Supplied text below:

Cost rates are crucial when it comes to estimating your profit margin under a job. So, it's important to keep those costs up to date for each team member. In the rare cases, you will bill clients hourly, then you may choose to use different rates or a blended rate for their invoices, but you should still know your true hourly rate for internal purposes. This helps you understand the value of your (your team's) time.

Here's a basic formula to help you calculate your team's actual rates (might need to involve your accountant or bookkeeper to help with some figures).

## 1. Salaries

Example:

\$75,000 per annum (salary of an employee)

## 2. Working Hours

Figure out the total number of man-hours that your studio bills each year.

Example:

8 hrs per day

x 5 days per week

x 52 weeks

x 1 employee

=2,080

Obviously, not one person is expected to be charged for every single hour of their time, so some allowances have to be made for vacations, public holidays, sick leave etc..

Example:

7 legal holidays

14 x vacation days

5 x sick leave days

8 x hrs per day

1 x employee

= 208 hrs off

2,080 - 208 = 1,872 (working hours minus hours off)

Please ensure that you also make allowances for non-billable hours, such as marketing, admin, sales etc

Example:

1,872 (working hours) - 468 (25% of 1,872, non-billable time)

End of Supplied text.
Supplied information below:

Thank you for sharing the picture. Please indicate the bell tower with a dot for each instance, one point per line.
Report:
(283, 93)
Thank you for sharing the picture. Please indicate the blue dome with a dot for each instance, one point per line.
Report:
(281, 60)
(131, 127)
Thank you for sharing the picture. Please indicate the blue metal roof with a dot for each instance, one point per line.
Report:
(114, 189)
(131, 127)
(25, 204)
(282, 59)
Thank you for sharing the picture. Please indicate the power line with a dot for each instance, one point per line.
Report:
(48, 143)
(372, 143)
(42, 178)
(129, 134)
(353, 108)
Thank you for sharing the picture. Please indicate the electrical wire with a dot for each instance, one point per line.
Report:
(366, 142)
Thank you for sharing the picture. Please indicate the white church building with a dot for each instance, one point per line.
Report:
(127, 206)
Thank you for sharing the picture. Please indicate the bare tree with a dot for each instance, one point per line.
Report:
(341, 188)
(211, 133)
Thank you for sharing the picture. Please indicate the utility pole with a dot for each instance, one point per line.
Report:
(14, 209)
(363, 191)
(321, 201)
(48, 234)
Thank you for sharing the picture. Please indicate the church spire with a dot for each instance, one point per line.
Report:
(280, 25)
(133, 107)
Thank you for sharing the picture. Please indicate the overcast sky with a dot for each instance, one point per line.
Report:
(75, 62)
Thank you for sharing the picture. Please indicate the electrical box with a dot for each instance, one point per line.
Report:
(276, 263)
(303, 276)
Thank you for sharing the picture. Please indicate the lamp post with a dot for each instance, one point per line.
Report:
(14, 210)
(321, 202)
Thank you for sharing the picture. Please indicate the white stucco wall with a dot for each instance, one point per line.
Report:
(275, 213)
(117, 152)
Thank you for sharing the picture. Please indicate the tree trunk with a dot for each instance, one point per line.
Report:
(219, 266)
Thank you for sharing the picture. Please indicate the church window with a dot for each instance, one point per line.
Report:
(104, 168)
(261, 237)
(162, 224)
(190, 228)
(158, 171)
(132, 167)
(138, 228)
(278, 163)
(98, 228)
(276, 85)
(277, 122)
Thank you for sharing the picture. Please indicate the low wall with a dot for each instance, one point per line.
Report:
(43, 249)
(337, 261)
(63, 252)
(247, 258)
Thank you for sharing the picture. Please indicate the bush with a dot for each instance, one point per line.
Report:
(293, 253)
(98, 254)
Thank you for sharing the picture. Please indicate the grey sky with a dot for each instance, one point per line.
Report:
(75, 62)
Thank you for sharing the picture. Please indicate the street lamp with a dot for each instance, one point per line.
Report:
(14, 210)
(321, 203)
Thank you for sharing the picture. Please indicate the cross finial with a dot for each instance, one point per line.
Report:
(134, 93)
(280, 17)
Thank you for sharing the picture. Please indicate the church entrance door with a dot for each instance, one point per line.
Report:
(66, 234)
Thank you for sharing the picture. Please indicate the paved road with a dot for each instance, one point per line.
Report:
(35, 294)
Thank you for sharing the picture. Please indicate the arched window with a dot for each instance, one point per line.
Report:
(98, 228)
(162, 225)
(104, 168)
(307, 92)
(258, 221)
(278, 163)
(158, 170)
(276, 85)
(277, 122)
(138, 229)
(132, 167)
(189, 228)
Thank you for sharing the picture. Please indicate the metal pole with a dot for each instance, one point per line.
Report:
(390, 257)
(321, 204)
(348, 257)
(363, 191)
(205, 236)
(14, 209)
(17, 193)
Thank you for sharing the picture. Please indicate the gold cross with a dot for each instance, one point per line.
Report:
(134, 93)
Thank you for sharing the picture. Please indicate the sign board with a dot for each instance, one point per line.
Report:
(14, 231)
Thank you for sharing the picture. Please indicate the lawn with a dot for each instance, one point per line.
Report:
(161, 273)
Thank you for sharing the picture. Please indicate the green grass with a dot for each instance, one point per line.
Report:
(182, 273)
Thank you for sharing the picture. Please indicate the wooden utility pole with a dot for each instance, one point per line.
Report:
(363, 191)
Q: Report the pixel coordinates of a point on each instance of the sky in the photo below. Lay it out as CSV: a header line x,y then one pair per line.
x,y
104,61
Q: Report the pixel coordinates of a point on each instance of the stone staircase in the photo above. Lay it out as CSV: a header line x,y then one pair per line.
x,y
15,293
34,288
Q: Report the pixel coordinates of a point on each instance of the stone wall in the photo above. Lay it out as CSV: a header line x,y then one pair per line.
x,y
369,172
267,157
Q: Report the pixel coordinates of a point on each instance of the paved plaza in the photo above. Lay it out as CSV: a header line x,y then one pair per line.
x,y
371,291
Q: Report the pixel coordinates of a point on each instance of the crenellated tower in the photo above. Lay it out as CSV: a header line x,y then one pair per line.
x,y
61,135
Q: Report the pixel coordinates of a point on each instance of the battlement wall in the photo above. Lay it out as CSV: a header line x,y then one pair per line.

End of Supplied information.

**About this exercise:** Continue the guide on calculating a team's true hourly cost rates, starting right after its final line.

**Output for this exercise:**
= 1,404 billable hours.

## 3. Hourly rate considering working hours

Divide the number of billable hours into the annual cost of salary, in order to get the "per-hour" cost of labour.

Example:

\$75,000 (salary) / 1,404 (billable hours) = \$53 (cost of labour per hour)

## 4. Hourly rate + overhead hours

It's crucial to determine your overhead costs. Overhead costs are all costs that are required to run the business such as electricity, rent, equipment etc. Essentially, those are all costs except salaries. These expenses are passed on to a client indirectly building an add-on percentage into billable time. Divide your annual overhead costs by total salary to determine overhead percentage of salary costs.

Example:

\$25,000 (yearly overhead costs) / \$74,000 (employee salary) = 33% (overhead %)

*The yearly overhead costs number should reflect your studio's total overhead costs divided by a total number of billable employees

\$53 (actual hourly rate) + 33% = \$70 (p/h rate to break even )

*This is the price per hour to recover the cost of salaries plus overhead expenses

## 5. Final cost rate calculation

If you sold every possible billable hour @ \$70 p/h, you'd only break-even. It also need to make a profit (lets hope so!). Profit gets your business through rainy days, whether its pandemic or quiet period. It provides a cushion for slower days. So, add a desired profit margin to the price per hour.

Example:

\$70 (p/h rate to break even) + 25% (profit margin) = \$88 (actual cost rate).

*This hourly rate represents the minimum rate you can charge to cover your costs of labour and overhead with a profit margin of 25%. Use this rate to determine your in-house budgets.